======== The input

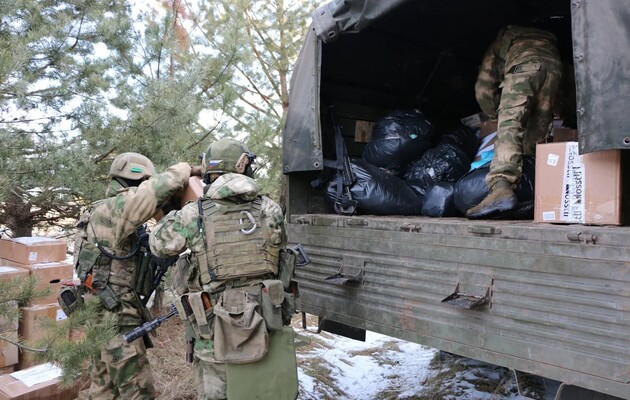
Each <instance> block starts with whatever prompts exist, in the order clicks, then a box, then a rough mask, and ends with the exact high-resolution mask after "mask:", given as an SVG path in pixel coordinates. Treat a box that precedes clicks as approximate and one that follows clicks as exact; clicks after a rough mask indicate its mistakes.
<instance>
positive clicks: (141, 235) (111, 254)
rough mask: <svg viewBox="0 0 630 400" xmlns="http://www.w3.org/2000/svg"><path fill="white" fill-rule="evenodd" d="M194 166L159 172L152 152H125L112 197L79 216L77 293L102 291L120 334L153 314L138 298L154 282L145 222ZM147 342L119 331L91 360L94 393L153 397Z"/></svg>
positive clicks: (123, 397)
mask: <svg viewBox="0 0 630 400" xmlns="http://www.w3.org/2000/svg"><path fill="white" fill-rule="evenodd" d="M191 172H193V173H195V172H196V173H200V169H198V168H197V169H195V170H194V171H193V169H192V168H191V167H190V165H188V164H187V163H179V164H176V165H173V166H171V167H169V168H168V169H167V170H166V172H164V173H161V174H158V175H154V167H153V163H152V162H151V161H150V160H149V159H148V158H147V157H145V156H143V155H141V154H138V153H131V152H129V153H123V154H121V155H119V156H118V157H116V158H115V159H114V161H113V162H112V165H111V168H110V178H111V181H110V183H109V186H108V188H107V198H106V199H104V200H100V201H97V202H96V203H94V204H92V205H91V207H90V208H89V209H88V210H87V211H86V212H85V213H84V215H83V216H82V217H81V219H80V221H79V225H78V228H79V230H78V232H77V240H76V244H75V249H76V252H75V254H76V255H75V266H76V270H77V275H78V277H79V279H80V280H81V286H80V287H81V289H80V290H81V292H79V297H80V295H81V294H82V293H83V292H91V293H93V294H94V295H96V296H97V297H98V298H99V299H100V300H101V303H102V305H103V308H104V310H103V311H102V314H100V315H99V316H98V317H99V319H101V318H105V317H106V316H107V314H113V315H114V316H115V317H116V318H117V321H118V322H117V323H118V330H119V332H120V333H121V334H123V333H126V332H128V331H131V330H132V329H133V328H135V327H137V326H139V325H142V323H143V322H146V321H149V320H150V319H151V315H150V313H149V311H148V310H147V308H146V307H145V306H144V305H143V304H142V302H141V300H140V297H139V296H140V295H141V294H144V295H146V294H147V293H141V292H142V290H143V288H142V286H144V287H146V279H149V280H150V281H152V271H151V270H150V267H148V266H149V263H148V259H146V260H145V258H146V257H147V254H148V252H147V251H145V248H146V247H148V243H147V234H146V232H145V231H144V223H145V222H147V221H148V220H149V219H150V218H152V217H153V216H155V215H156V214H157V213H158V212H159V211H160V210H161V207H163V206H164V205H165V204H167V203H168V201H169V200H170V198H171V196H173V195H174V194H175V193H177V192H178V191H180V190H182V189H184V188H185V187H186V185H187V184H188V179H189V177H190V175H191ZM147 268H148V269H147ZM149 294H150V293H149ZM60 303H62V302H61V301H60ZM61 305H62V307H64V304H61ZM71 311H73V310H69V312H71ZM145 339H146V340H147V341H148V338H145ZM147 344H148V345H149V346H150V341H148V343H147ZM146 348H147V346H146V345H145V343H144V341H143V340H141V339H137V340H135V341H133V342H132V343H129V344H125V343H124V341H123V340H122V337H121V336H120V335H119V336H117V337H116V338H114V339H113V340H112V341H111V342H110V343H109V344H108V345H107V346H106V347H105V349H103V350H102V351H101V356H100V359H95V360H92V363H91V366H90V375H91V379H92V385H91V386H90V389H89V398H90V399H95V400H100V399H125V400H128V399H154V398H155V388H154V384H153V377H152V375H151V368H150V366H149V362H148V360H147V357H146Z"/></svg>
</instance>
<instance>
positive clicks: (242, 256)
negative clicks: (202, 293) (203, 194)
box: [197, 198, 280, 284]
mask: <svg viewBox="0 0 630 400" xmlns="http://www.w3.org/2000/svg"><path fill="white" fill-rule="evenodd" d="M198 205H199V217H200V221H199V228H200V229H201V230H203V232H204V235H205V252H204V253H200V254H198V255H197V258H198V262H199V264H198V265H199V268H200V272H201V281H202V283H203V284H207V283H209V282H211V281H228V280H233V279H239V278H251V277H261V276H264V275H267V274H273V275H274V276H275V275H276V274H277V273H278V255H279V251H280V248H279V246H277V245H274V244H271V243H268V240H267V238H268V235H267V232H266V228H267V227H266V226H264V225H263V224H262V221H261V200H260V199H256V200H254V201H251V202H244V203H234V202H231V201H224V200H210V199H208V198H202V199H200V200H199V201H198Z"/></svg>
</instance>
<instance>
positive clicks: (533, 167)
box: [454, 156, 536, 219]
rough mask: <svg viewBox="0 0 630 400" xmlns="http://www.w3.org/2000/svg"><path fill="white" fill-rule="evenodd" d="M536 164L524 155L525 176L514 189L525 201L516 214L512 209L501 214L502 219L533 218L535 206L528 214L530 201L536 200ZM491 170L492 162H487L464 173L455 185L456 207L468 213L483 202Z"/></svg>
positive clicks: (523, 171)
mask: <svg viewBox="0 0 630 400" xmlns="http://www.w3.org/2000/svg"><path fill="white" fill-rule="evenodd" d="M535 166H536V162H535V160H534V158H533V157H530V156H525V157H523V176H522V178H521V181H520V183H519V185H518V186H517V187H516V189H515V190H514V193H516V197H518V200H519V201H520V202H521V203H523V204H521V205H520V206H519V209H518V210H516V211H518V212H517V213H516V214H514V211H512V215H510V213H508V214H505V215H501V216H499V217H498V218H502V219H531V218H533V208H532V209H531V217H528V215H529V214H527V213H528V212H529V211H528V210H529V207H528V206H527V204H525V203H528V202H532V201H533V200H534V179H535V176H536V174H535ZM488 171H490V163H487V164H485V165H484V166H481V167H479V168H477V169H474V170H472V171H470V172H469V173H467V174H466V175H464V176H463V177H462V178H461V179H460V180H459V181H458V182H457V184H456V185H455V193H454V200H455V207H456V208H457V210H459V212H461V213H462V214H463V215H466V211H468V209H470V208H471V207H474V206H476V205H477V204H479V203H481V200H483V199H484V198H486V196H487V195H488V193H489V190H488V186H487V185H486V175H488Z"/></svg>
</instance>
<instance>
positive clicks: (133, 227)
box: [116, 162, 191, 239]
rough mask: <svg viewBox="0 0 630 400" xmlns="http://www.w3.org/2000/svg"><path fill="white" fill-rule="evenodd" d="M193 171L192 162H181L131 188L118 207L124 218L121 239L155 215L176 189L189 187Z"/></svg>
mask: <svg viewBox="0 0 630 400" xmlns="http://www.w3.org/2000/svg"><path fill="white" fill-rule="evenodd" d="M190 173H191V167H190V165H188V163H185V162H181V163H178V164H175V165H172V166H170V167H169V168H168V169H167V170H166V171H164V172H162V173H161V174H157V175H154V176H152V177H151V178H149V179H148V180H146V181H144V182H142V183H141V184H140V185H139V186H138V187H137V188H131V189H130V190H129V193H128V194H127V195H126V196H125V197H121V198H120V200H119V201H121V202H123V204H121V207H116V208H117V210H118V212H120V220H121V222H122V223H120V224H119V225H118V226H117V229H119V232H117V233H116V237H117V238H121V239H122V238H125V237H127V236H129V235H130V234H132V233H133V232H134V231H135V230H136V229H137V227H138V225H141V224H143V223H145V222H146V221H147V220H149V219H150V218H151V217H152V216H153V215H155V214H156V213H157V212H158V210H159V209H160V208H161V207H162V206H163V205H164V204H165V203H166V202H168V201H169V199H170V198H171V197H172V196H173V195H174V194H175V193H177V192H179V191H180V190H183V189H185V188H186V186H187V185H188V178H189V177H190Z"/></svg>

================

Reproduce the opening lines of the material above exactly, ending with the line that contains "positive clicks: (141, 235) (111, 254)". Omit every picture.

Each <instance> block starts with whatever prompts exist, in the order clicks, then a box, then a rough mask, and ends with the exact high-resolution mask after "mask:", given as an SVG path in pixel coordinates. Treat a box that precedes clicks as approximate and one that follows clicks as exact; clicks after a rough mask indicate its mistakes.
<instance>
positive clicks: (141, 235) (111, 254)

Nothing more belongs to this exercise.